• **SET EXERCISE**
Copy out all the records with every "photo" switched to "image" and nothing else changed. Leave the pictures out.

— BEGIN DATA RECORDS —

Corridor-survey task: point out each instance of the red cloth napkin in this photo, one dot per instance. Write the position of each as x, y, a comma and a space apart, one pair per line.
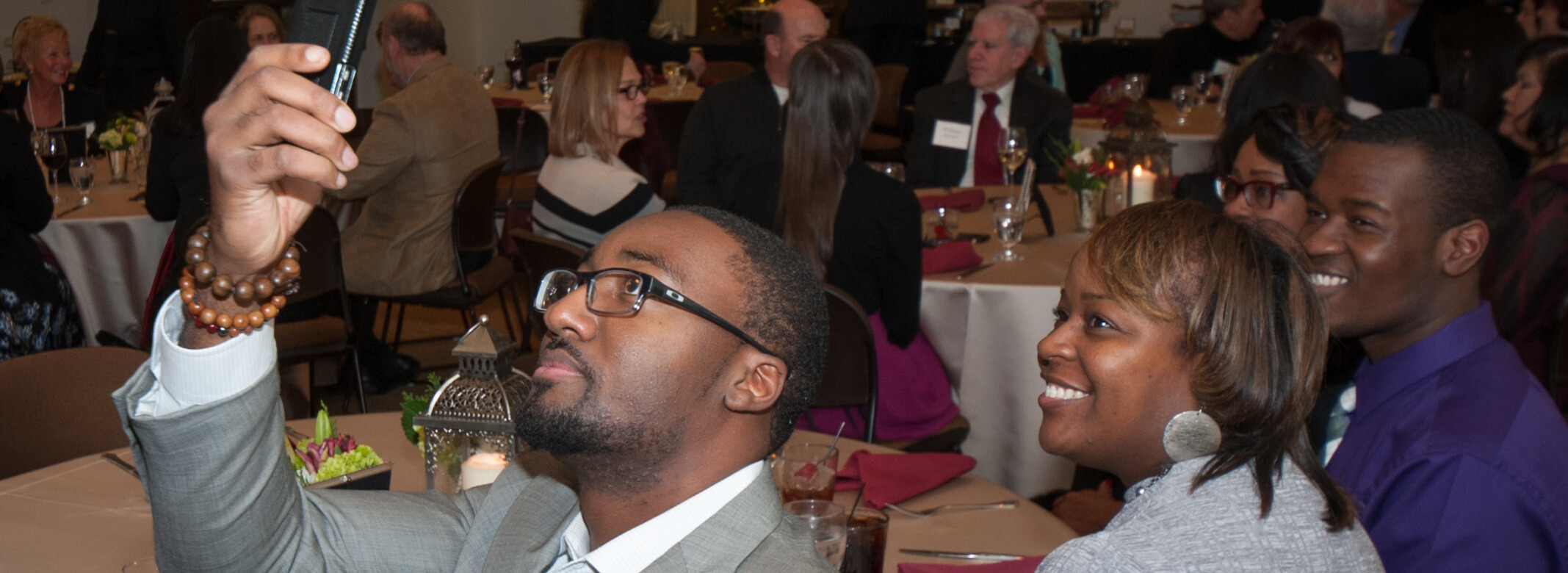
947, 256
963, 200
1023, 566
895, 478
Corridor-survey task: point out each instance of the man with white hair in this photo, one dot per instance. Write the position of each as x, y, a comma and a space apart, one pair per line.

— END DATA RECORDS —

• **THE COMPLETED TASK**
Corridor-survey task: point out each instance of the red cloth napkin in this image, one dot per instance. Write the position of each as x, y, a comma and a space apart, one pair per line.
947, 256
963, 200
1023, 566
895, 478
Corridor-survey task: point out each instance of the man with white hair in this image, one dot per instance. Write the position of each as x, y, a comma and a space apart, one pair per line.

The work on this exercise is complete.